--- PROMPT ---
Every line from the one bearing "of the smiling" through the last line of the entries should be printed exactly, with no other output.

Image-grounded pointing data
========================================================================

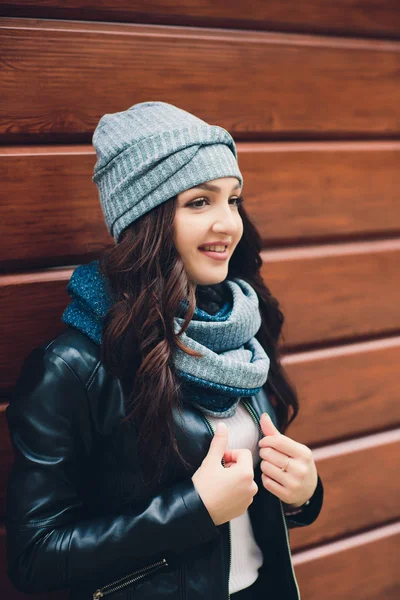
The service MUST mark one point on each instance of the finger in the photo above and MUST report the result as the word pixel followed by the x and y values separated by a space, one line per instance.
pixel 275 488
pixel 245 459
pixel 274 456
pixel 283 477
pixel 285 445
pixel 231 455
pixel 296 467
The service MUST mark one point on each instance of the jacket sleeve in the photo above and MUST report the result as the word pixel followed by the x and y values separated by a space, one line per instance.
pixel 52 541
pixel 309 512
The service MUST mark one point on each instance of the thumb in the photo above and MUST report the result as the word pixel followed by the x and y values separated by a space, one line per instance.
pixel 267 425
pixel 219 442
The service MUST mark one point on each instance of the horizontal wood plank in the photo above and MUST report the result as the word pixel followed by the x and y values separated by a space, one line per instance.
pixel 345 391
pixel 360 489
pixel 330 293
pixel 294 193
pixel 331 297
pixel 356 569
pixel 365 17
pixel 71 72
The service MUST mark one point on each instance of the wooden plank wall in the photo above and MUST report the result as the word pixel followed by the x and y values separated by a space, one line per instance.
pixel 310 90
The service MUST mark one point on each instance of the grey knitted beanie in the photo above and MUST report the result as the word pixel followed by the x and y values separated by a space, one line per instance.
pixel 151 152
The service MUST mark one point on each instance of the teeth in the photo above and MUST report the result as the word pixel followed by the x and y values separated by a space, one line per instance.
pixel 214 248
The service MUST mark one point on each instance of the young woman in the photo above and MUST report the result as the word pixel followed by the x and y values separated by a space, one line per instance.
pixel 123 486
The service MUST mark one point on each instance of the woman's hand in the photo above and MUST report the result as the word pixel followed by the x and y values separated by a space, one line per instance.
pixel 297 483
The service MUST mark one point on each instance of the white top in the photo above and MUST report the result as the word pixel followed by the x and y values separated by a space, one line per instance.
pixel 246 556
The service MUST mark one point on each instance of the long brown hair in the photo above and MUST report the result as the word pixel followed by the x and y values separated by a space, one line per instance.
pixel 148 282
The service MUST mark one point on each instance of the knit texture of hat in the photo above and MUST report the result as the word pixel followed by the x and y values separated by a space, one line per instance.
pixel 152 152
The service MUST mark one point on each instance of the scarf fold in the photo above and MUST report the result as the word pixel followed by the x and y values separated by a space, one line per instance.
pixel 233 365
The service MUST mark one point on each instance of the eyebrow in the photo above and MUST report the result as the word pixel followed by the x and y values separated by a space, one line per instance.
pixel 213 188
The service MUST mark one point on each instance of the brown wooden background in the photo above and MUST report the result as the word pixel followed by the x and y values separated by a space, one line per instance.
pixel 310 90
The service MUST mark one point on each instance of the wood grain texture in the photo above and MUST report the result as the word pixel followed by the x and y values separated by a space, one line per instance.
pixel 364 17
pixel 302 87
pixel 364 568
pixel 345 391
pixel 360 491
pixel 335 293
pixel 294 193
pixel 327 296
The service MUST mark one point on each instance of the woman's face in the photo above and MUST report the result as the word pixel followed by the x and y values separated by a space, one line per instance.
pixel 206 214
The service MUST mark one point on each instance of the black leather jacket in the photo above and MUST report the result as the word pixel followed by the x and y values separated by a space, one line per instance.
pixel 78 515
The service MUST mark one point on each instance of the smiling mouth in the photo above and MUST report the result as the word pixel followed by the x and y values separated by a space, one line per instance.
pixel 215 254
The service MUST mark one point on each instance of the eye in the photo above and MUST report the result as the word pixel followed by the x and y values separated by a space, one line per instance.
pixel 237 201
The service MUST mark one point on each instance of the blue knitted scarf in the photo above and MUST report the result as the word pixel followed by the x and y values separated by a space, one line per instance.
pixel 233 365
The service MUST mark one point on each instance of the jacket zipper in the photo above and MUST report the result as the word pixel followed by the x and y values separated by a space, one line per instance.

========================================================================

--- ANSWER BELOW ---
The service MUST mark one point on each instance of the smiling mouth in the photo above and MUST report the result as the word pixel followed by the x and y values separated by a space, one line per instance.
pixel 215 254
The service MUST mark one point on each instance of the eye in the photo above and MUST report the result as the word pixel followed by the x and y values separated by a space, one line per instance.
pixel 237 201
The service MUST mark one point on each instance of the blue knitted scarf in the photo above and MUST report the result as the word pixel followed by the x and y values separated by a space, one line per instance.
pixel 233 365
The service MUST mark one point on each instance of the jacket zipper in the photo above and MUST report the result as the word pixel followed by the x and y values separated by a space, one line per instance.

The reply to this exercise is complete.